● Document

Monday, November 30, 2015

SHIELDS & SHARDS & STITCHES & SONGS by DAN BEACHY-QUICK


EILEEN TABIOS Engages

SHIELDS & SHARDS & STITCHES & SONGS by Dan Beachy-Quick
(Omnidawn, Richmond, CA 2015)

‘Twas some lovely imagining that beget the alchemy that created Dan Beachy-Quick’s SHIELDS & SHARDS & STITCHES & SONGS. Here’s the infrastructure from the author himself (I assume it’s the author, or approved by the author anyway, since it’s on the back cover unattributed)—and its availability means one can judge the project’s effectiveness based on the standards by which it sets:

Shields call out to the violence from which they also protect us, a paradox that belongs as well to the images etched upon them. The damage inflicted alters them, and the beaten, damaged, dented shards sing out differently. In these poems seven shields each suffer a process, one of wounding, and of healing the wound back to song. Shards are what remain of shields, fragment words relict from the first poem. Shards become stitches, barest suture of meaning made only from what language in the shard remains, smallest chant of healing the wound must utter itself. Last, built upon the stitches, keeping intact what letters and words there remain, seven songs to replace seven shields, born out of a violence they seek only to sing themselves past.

Thus, we have four sections of seven poems each.  The first section, as befits “shield”, are poems whose eight lines form together to visually evoke a shield and whose contents aptly relate to the condition to which they will be put to use: war.  Here’s the first poem:

Be of ruin this rude maker.
Rubble be. Ruin be. Be not a stone.
Hellstone. Hailstone. Hellebore
Take root in the broken and bloom.
Bloom blood into bitter lake.
Or let dirt drink its fill. The bee moans
In its thin cup. Pollen and trouble.
Mark it in bronze, poet. Grab the tool. Beat it.


The second section, “shards,” presents erasure poems from the first section, befitting the damage the shields take as they are used in war.  Here’s the first poem which, when compared with the above, will show what was erased by or during battle:


Be                             maker.

● Problems
[1] Count the lines in the records that contain the string "suit", treating case as significant, and reply with the number alone.
[2] Write what comes next in the poetry book review above, picking up after its final line.

● Supplied data
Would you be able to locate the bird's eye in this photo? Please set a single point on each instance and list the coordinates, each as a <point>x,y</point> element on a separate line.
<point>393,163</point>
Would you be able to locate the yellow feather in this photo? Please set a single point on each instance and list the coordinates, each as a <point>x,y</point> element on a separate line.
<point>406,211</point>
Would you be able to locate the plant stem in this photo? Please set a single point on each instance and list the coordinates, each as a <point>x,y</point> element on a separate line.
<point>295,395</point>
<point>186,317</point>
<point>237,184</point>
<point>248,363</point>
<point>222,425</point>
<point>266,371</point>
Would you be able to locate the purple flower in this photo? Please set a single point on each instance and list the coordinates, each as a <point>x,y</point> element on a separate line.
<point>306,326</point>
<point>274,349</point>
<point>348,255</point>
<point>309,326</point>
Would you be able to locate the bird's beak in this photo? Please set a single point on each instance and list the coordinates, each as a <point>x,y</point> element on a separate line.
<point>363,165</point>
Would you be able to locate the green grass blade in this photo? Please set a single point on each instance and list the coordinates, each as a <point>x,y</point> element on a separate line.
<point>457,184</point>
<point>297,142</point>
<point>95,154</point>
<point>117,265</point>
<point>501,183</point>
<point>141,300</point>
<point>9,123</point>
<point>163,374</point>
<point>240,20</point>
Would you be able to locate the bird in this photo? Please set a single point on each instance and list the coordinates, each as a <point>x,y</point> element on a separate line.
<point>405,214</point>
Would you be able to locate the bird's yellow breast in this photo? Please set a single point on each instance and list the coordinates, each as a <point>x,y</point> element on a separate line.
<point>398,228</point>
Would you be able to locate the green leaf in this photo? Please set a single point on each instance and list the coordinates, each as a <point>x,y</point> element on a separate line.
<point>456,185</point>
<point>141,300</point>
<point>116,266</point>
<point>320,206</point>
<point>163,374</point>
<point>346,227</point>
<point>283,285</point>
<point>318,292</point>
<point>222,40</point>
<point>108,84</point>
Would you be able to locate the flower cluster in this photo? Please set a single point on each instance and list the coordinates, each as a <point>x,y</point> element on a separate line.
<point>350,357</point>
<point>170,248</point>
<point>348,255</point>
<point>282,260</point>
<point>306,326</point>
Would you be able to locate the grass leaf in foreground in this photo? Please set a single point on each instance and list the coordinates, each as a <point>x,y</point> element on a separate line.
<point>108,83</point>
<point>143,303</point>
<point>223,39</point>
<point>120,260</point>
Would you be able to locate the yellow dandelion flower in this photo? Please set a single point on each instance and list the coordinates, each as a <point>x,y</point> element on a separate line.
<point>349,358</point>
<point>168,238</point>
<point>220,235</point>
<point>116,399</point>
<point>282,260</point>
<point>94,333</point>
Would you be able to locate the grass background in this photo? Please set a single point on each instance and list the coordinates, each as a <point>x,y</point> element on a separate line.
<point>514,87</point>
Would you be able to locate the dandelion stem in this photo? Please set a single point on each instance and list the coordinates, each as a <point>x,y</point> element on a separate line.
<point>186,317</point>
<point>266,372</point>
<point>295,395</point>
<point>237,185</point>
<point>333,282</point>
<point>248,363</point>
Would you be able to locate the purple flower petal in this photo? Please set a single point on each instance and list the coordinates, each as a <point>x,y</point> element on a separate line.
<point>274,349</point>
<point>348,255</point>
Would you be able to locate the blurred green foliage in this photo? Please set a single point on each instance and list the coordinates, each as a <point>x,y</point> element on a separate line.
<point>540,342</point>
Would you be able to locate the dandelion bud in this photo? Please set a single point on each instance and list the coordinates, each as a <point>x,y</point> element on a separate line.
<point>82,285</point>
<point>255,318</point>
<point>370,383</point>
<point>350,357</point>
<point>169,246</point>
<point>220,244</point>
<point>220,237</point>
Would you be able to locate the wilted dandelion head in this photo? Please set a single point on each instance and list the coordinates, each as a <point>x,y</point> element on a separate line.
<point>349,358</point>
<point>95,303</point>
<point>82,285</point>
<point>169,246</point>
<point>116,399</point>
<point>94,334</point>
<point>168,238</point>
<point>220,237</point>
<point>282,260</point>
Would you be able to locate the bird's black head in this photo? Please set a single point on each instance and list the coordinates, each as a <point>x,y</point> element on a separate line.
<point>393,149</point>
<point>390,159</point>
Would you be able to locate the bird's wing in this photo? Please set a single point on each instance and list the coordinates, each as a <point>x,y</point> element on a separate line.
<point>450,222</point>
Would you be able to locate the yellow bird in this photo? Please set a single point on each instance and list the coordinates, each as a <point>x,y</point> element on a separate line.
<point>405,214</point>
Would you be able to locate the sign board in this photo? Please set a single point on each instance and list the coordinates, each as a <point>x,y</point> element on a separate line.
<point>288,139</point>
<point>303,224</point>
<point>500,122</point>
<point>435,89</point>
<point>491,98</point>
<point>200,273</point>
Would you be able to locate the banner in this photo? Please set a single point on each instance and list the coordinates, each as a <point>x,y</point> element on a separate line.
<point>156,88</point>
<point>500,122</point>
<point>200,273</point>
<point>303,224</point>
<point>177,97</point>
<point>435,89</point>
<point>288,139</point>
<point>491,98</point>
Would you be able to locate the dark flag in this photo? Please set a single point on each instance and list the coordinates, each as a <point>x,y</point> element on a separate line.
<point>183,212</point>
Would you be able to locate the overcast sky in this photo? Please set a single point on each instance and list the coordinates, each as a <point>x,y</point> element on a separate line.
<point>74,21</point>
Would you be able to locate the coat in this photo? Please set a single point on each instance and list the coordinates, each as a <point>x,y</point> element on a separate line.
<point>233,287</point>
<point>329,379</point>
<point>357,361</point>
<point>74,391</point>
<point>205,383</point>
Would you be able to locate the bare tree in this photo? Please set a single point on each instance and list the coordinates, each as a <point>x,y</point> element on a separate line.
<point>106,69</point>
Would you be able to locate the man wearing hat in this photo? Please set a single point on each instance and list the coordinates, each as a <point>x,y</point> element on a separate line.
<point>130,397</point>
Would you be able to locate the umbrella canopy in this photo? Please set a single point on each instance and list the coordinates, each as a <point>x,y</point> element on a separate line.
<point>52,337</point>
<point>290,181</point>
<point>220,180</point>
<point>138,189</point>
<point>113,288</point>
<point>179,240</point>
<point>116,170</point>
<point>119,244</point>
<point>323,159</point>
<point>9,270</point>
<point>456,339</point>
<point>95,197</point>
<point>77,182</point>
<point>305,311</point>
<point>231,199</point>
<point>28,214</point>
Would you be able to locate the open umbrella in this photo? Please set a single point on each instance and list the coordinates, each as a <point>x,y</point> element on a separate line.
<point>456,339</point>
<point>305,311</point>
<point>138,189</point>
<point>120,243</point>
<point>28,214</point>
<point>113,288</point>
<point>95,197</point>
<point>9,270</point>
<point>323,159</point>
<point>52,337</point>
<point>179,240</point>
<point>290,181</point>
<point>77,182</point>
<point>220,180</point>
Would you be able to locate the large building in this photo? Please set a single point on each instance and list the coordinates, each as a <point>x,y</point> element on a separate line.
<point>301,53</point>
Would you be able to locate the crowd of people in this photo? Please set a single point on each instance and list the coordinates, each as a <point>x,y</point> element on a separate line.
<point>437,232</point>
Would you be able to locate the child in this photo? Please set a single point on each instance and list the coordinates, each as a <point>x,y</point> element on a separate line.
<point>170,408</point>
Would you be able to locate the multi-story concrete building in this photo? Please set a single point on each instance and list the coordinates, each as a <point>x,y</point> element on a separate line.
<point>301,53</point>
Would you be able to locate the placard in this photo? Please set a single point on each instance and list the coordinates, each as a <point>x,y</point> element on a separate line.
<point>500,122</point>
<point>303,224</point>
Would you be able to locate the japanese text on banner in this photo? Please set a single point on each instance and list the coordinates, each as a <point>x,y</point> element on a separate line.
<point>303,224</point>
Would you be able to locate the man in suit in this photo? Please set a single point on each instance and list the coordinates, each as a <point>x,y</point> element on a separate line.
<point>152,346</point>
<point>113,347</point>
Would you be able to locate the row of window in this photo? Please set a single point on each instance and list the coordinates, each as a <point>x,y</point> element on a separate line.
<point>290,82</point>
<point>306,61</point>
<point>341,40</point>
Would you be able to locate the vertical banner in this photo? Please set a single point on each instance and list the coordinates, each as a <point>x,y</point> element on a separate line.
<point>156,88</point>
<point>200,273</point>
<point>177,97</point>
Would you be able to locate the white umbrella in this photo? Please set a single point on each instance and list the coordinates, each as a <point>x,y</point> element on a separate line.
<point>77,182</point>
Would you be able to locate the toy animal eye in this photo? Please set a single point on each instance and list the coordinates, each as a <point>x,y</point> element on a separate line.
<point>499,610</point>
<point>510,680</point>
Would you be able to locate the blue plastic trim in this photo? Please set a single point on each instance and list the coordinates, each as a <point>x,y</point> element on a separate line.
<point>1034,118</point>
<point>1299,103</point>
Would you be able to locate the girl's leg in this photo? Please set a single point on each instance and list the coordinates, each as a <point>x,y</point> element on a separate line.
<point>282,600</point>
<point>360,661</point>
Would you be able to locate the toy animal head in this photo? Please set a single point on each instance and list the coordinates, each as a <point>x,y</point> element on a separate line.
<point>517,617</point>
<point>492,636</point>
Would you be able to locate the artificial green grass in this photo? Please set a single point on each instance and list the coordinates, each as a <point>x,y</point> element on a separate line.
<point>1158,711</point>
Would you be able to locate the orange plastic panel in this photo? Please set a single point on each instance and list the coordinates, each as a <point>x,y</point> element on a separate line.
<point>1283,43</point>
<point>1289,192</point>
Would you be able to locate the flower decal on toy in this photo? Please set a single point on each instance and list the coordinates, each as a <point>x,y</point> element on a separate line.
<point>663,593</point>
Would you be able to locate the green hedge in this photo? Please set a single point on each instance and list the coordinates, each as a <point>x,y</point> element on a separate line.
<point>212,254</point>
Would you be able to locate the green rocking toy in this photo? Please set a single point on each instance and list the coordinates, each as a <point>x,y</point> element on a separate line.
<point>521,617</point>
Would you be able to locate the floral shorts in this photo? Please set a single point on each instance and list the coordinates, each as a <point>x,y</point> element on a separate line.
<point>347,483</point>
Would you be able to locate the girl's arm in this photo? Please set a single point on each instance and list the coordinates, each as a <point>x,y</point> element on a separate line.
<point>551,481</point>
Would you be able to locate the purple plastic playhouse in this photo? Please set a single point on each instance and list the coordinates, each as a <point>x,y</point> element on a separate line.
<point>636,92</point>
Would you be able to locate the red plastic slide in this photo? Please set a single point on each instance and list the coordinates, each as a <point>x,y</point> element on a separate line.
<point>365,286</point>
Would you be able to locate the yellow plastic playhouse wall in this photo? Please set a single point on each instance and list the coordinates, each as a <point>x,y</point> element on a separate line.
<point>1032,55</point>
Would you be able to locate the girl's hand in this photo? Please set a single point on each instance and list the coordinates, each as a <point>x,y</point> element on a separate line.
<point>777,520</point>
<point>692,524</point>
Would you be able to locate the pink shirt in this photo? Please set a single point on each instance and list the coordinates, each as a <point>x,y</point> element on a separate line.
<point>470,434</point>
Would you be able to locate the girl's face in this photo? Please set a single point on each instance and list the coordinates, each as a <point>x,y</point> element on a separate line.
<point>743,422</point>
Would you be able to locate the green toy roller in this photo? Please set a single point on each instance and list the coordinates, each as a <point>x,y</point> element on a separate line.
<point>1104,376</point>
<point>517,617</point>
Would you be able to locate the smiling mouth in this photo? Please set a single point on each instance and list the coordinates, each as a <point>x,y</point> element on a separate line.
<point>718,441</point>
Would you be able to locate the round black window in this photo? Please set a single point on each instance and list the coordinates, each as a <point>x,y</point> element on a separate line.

● Exercise answers
[1] 1

[2]
                 be.               be.            stone.
                                                Bore
         the broken
    blood 
drink its                   moans
thin                       trouble
poet                tool


The third section of “stitches” presents poems more minimalistic than shards as, presumably, ongoing battle use further reduces the solidity of the shield.  Here’s the first poem, and a comparison with its shard version above will reveal the relationship with the resulting letters below:


                               a
                                                  tone.
                                                 o


                                moan
                       o
poet               


And so we come to an intriguing turn in the project—its claim that the last section of “songs” are built upon the stitches.  It’s logical, since the stitches are what ultimately remains from battle and, thus, are the remaining foundations from which something can be renewed or built anew.  Here, then, is where Beachy-Quick also reveals poetic mastery, revealing himself capable of both minimalism and textual density, even as the latter succeeds in singing.  Compare the above “stitch” poem with its “song” version below:

Sing gold this chain’s scorched links.
Balm the scathed ear’s wounded tone by muting the dove’s
Limited cry, who or who or who or
Who into becoming so much less through the gray channel
Of her sun-lit sometimes radiant purple-flecked throat.
Beneath cloud a flake of green also moans. Makes moan.
Other heroes also pull their prisons in chains behind.
Heroes other than doves. A kind of poet. A kind of storm cloud. A wound.


Ravishing. 

Only 28 poems, and yet they evoke the fullness of an entire life, including a war from which there’s the attempt not just to survive but to transcend. The poems succeed in their war’s goal: from the last poem, “Find some song like a coin lost in grass. Give it a home.”


P.S.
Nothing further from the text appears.